§ **Source passage**:
[Start of Attachment]

The team knocked out Hsp60 in zebrafish and found that while the mutant fish developed normally, when they faced a wound—either an injury to the cells involved in hearing or the amputation of a caudal fin—they could not regenerate the damage. Burgess and his team then used fluorescently tagged leukocytes to show that when Hsp60 was knocked out, there were noticeably fewer of these immune cells at the injury site.
However, when Hsp60 was reintroduced to the area, either injected directly to the injury site or as a topical treatment, regeneration started up again. When the topical treatment was applied to a puncture wound in animal models, the diabetic mice saw complete healing after just 21 days.
Wound healing is a chronic problem for diabetic individuals, as roughly 15 percent of diabetics develop a foot ulcer at some point. These ulcers result from a variety of factors, including reduced sensation, poor circulation and skin irritation. High blood glucose levels can result in diabetic neuropathy, in which damaged nerves lead to a loss of sensation, and atherosclerosis, which can hamper circulation to extremities. Foot ulcers can become serious and in some cases lead to amputation; in fact, diabetes is the top cause of non-traumatic lower limb amputation in the country.
As for why diabetics suffer from impaired wound healing, Burgess explains that “There is some recent evidence that the diabetic wound response is a hyperactive inflammation response. In particular, there seems to be a near-catastrophic overstimulation of neutrophils at the wound site, but macrophages are also involved. A key concept in inflammation is ‘inflammatory resolution,’ i.e., the immune response needs to know when to stop attacking the wound site (primarily an anti-infection response) and let it heal.”
“It does seem counterintuitive that a protein that increases inflammation could help injuries that are a result of overactive inflammation but again, resolution of the inflammatory response is the important idea,” he adds. “Generally speaking, there are two ‘phases’ for macrophages: M1 macrophages, which are an attack mode for injury sterilization, and M2 macrophages, which stimulate wound healing and tissue regeneration. It turns out that Hsp60 appears to bring in M2 macrophages (or convert M1 to M2). So we think in the case of diabetes, the Hsp60 is allowing the inflammation response, which has been locked into M1 phase, to resolve into M2 and continue normally along the wound-healing process.”
Burgess says the team plans to explore multiple avenues as they move forward, including if the results seen with topical Hsp60 treatment will translate to humans and help heal any wound. They hope to identify “the exact receptor (or receptors) that HSP60 is being bound by that triggers this wound healing response,” and hope to find researchers interested in moving this work into the clinic to see if it could help individuals with diabetic ulcers. They also aim to identify the downstream responses Hsp60 triggers in macrophages, he notes, and intend to continue their work in knocking out the rest of the 2,000 genes in hopes of identifying others that play a role in triggering regeneration.

[End of Attachment]

§ **Data records**:
[Start of Attachment]

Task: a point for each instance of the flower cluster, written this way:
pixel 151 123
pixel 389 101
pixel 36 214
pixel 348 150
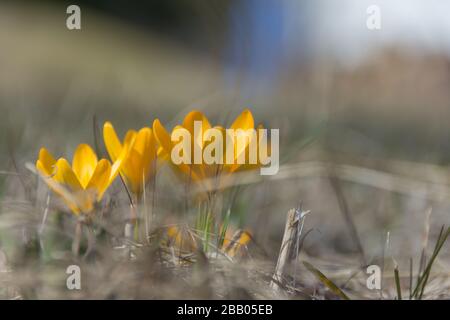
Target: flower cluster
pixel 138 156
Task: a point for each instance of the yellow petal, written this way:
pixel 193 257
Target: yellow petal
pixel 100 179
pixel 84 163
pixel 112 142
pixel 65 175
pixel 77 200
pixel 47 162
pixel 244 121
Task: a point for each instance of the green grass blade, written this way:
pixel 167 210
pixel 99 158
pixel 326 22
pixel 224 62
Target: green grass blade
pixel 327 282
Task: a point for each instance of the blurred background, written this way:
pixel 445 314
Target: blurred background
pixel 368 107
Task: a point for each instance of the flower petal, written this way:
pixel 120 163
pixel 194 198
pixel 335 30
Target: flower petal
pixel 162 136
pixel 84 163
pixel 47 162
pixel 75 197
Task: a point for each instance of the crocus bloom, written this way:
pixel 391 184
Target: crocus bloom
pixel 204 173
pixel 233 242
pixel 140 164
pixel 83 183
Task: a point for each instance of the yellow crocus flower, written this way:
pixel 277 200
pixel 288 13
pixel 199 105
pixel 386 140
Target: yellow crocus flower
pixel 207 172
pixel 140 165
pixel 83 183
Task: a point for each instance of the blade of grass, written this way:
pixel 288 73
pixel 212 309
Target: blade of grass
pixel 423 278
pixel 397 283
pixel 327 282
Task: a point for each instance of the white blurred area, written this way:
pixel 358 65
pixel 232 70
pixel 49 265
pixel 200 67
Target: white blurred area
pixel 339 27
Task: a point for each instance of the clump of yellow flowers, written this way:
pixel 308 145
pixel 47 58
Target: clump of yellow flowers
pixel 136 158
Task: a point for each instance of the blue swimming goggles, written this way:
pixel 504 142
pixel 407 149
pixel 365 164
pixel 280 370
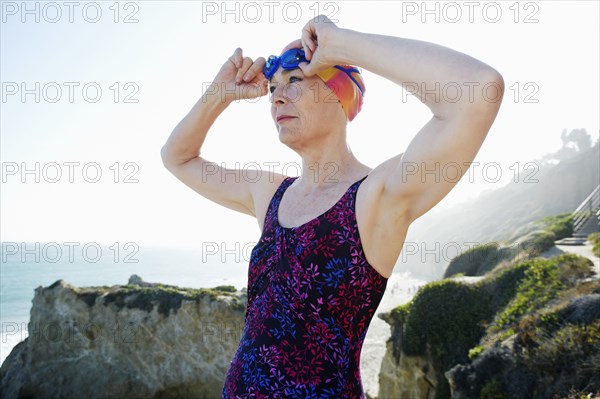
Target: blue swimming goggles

[End of Attachment]
[Start of Attachment]

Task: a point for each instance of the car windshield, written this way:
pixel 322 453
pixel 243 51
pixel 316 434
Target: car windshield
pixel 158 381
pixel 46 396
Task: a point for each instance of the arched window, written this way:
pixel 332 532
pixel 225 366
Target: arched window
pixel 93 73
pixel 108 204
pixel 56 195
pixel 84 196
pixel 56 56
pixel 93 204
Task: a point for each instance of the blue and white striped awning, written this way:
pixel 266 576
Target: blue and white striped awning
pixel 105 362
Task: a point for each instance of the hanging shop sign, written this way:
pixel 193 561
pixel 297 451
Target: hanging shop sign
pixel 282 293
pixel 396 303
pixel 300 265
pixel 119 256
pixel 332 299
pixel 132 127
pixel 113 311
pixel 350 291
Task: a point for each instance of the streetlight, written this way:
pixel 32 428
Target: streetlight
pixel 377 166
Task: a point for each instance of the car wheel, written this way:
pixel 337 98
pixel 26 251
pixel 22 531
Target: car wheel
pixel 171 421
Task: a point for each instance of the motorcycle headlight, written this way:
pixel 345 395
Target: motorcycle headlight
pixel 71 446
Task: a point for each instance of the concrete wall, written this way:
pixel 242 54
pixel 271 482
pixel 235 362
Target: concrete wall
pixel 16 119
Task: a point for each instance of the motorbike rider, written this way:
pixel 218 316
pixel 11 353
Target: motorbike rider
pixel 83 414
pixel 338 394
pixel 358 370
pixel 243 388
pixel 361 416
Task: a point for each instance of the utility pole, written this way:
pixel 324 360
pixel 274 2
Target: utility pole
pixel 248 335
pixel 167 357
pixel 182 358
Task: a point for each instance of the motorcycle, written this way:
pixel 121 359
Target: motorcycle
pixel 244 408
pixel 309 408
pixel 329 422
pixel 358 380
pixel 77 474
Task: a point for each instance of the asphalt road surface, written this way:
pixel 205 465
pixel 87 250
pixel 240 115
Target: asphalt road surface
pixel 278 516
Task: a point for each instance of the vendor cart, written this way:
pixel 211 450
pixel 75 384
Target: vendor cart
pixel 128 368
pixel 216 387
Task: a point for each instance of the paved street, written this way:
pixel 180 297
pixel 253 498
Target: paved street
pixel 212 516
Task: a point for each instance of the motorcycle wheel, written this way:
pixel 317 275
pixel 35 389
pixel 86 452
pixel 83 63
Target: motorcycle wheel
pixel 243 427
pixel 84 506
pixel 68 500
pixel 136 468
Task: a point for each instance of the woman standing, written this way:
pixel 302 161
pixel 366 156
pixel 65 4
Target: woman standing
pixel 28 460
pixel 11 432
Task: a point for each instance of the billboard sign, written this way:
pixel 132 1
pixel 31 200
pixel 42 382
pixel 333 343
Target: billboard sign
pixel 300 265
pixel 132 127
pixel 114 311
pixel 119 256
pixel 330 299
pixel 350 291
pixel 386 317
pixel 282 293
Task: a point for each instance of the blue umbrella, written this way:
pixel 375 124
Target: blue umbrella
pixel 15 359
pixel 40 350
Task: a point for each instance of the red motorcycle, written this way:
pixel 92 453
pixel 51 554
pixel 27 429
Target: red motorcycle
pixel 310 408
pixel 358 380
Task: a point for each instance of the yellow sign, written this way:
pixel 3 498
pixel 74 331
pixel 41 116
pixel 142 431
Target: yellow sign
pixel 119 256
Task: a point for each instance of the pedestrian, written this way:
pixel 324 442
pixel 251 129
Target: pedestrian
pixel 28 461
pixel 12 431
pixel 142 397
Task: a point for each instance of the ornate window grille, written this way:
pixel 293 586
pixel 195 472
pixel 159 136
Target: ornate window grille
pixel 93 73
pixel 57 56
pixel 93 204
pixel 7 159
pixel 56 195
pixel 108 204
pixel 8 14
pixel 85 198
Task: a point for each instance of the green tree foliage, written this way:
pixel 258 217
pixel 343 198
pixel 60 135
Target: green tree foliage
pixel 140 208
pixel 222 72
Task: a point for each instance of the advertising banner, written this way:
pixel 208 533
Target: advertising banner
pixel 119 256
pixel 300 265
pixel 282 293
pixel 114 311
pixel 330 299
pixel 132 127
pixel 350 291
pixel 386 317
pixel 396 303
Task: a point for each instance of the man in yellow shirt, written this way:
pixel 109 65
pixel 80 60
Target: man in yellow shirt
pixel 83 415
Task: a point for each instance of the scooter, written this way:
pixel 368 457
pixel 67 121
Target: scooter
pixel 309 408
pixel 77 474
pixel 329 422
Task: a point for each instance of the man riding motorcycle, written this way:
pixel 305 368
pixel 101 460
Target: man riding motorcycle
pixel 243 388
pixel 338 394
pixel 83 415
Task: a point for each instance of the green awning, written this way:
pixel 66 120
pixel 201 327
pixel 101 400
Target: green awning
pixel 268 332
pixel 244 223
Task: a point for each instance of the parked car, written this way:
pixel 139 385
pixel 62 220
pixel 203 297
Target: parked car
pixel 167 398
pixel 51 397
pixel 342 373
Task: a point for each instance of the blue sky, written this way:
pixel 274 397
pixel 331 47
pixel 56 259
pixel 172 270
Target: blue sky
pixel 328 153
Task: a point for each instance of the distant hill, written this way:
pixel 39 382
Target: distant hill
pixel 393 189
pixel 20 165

[End of Attachment]
[Start of Attachment]

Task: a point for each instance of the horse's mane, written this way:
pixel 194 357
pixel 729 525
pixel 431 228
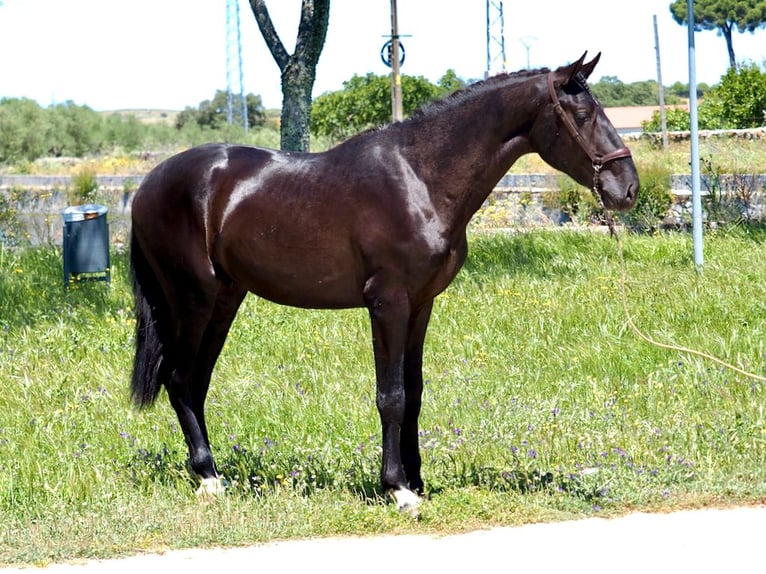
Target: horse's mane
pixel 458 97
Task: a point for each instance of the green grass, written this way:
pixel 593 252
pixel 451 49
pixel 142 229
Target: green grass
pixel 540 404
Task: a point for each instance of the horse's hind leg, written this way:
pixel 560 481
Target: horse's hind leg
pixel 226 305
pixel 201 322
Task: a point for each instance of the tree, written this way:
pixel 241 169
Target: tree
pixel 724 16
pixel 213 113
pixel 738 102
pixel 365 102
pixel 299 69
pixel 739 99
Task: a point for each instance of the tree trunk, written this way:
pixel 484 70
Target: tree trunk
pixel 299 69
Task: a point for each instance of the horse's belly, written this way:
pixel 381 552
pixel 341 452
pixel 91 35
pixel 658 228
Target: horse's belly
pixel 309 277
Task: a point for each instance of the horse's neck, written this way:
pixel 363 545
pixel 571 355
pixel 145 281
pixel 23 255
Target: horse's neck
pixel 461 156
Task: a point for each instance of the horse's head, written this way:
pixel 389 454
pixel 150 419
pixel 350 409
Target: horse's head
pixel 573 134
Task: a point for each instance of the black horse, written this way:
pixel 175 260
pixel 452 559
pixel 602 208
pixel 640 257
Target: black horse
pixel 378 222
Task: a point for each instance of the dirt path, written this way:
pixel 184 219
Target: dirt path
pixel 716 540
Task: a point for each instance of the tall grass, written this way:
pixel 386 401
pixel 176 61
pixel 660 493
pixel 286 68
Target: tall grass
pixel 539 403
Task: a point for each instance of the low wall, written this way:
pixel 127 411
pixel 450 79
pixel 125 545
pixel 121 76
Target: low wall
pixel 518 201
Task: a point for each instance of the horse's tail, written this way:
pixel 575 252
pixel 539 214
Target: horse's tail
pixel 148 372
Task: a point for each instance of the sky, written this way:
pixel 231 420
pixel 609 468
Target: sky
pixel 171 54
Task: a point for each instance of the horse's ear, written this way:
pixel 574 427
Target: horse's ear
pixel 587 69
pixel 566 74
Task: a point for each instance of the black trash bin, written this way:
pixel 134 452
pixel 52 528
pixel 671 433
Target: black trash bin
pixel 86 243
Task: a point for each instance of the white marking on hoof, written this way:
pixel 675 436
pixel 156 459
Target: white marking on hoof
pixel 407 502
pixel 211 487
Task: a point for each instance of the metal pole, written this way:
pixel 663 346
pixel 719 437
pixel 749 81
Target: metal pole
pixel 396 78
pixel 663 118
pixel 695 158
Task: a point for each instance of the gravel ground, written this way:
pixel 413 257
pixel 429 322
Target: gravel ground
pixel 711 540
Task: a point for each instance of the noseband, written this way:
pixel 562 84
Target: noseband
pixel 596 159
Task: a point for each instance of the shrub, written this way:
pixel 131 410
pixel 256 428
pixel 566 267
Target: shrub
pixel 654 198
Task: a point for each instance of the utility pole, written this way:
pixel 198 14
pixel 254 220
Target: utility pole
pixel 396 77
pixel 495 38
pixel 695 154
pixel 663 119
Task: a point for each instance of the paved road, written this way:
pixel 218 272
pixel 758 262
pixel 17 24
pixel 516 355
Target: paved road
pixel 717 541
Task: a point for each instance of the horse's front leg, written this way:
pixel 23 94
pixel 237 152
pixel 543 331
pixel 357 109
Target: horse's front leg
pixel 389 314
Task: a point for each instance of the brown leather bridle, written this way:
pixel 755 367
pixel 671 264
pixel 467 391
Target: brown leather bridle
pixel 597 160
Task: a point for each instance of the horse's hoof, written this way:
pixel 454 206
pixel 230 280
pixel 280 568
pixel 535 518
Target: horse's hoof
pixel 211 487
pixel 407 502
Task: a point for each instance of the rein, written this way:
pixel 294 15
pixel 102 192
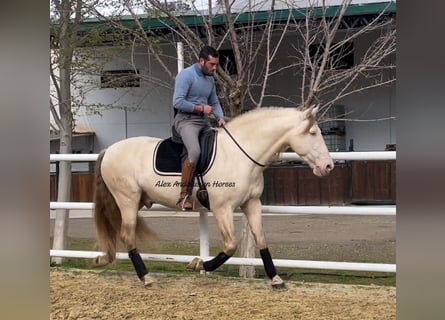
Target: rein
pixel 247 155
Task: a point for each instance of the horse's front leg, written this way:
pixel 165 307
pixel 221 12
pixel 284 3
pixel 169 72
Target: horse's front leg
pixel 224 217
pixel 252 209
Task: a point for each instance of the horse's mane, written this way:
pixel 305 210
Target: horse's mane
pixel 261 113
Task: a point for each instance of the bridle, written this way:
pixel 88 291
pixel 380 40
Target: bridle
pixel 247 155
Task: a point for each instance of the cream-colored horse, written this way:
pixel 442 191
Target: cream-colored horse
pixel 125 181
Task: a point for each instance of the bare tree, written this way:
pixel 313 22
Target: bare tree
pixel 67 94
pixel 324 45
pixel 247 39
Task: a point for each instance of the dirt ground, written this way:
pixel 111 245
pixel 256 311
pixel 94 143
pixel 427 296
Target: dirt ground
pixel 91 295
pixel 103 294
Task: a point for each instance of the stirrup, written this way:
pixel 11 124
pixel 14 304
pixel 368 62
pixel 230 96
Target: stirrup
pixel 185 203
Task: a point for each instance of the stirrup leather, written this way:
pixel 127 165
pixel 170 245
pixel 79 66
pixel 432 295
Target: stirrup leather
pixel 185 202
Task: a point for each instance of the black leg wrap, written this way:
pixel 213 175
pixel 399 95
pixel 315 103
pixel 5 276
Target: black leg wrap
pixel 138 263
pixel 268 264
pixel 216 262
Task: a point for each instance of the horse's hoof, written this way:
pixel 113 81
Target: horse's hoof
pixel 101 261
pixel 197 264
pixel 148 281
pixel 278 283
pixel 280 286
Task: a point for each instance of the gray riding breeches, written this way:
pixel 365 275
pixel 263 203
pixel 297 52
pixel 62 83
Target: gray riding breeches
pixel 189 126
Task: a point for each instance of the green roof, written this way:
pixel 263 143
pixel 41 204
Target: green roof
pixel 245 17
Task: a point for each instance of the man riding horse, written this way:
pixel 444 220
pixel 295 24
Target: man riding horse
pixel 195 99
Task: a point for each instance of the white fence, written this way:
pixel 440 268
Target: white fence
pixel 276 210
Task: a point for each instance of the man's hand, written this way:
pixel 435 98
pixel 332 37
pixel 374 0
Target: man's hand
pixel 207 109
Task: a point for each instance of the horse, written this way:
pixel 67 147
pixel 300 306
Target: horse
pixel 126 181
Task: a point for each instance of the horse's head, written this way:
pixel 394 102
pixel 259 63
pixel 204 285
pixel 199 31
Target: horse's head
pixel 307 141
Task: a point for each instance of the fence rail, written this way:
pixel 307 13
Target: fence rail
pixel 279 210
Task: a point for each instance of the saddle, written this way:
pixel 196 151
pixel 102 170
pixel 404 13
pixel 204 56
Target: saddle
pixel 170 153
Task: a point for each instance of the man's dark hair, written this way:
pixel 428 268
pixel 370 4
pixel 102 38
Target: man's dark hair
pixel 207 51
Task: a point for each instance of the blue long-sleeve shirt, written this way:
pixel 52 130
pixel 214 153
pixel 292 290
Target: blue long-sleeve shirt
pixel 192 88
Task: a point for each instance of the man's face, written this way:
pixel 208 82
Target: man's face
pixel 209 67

[End of Attachment]

§ **Explore the material**:
**a)** In the Hsp60 wound-healing passage, how many days did it take for the diabetic mice to heal completely after the topical treatment was applied to a puncture wound?
**b)** Give again the portion of the Hsp60 wound-healing passage that begins at the words "However, when Hsp60" and stops after the words "just 21 days.", copying it exactly.

§ **Numbered responses**:
**a)** 21 days.

**b)**
However, when Hsp60 was reintroduced to the area, either injected directly to the injury site or as a topical treatment, regeneration started up again. When the topical treatment was applied to a puncture wound in animal models, the diabetic mice saw complete healing after just 21 days.